--- Start of Data for processing ---

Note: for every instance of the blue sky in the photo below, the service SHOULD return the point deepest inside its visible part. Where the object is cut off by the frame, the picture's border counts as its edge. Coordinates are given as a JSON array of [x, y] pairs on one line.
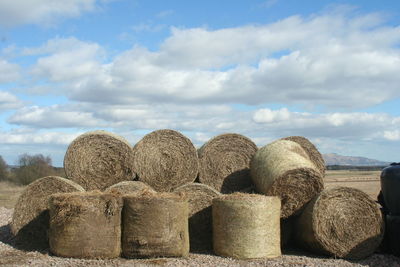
[[326, 70]]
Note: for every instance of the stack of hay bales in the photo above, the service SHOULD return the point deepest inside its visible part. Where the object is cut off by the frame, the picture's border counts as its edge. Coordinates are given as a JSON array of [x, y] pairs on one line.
[[137, 180], [200, 197], [165, 160], [246, 226], [341, 222], [225, 162], [283, 168], [155, 225], [30, 220], [99, 159], [127, 187], [85, 225]]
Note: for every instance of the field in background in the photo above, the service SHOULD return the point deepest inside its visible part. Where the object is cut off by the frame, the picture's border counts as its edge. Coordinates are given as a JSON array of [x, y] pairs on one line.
[[367, 181]]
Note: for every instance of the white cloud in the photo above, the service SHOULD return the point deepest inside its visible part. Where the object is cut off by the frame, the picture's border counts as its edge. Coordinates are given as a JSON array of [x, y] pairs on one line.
[[267, 115], [34, 137], [9, 101], [54, 117], [44, 12], [392, 135], [328, 60]]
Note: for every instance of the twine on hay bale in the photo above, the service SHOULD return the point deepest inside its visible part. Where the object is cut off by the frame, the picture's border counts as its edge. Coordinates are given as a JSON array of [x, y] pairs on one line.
[[200, 198], [155, 225], [342, 222], [85, 225], [165, 159], [225, 162], [127, 187], [311, 150], [284, 169], [30, 219], [246, 226], [99, 159]]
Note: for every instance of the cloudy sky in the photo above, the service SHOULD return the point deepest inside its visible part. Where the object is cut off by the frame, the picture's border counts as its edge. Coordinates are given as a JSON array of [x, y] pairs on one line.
[[326, 70]]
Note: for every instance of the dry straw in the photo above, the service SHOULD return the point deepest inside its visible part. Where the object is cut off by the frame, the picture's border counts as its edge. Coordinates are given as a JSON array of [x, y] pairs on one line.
[[30, 220], [165, 159], [246, 226], [155, 225], [85, 225], [200, 198], [311, 150], [127, 187], [99, 159], [283, 168], [225, 162], [342, 222]]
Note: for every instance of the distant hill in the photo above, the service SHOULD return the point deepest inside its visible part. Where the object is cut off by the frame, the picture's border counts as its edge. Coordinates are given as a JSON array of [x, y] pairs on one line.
[[336, 159]]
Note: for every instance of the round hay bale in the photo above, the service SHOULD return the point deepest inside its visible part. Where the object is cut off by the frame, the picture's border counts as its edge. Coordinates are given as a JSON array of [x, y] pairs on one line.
[[246, 226], [225, 162], [311, 150], [85, 225], [127, 187], [155, 225], [287, 226], [200, 198], [343, 222], [30, 219], [165, 160], [99, 159], [284, 169]]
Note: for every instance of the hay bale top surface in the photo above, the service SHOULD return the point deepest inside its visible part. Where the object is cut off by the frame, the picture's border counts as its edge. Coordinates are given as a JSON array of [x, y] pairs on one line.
[[247, 198], [99, 159], [34, 199], [225, 162], [282, 156], [200, 196], [127, 187], [149, 195], [347, 222], [165, 159], [311, 150]]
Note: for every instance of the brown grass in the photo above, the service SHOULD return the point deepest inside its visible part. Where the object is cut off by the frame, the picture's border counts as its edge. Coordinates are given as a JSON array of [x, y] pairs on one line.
[[366, 181]]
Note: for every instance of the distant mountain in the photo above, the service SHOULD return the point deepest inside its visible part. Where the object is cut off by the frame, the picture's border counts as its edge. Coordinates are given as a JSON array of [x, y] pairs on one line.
[[336, 159]]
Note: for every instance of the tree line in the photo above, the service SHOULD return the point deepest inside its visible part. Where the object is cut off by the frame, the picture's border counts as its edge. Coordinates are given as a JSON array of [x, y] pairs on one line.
[[28, 169]]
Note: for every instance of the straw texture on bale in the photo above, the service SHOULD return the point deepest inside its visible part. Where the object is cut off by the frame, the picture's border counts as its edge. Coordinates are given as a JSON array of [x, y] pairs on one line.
[[85, 225], [225, 162], [311, 150], [341, 222], [127, 187], [99, 159], [30, 220], [155, 225], [200, 198], [287, 228], [165, 159], [246, 226], [284, 169]]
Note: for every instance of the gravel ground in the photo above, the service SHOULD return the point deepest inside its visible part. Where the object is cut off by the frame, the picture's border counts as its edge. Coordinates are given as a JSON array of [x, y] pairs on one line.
[[10, 256]]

--- End of Data for processing ---

§ Exercise aim
Copy out everything from the line containing "Note: for every instance of the field" down to the line containing "[[367, 181]]", both included, without changing a character.

§ Finished answer
Note: for every instance of the field in background in the photo above, the service SHOULD return the point deepest inside its visible part. Where the object is cut off by the frame, the picture's border counts as its edge. Coordinates are given as a JSON array of [x, y] pairs on one line.
[[367, 181]]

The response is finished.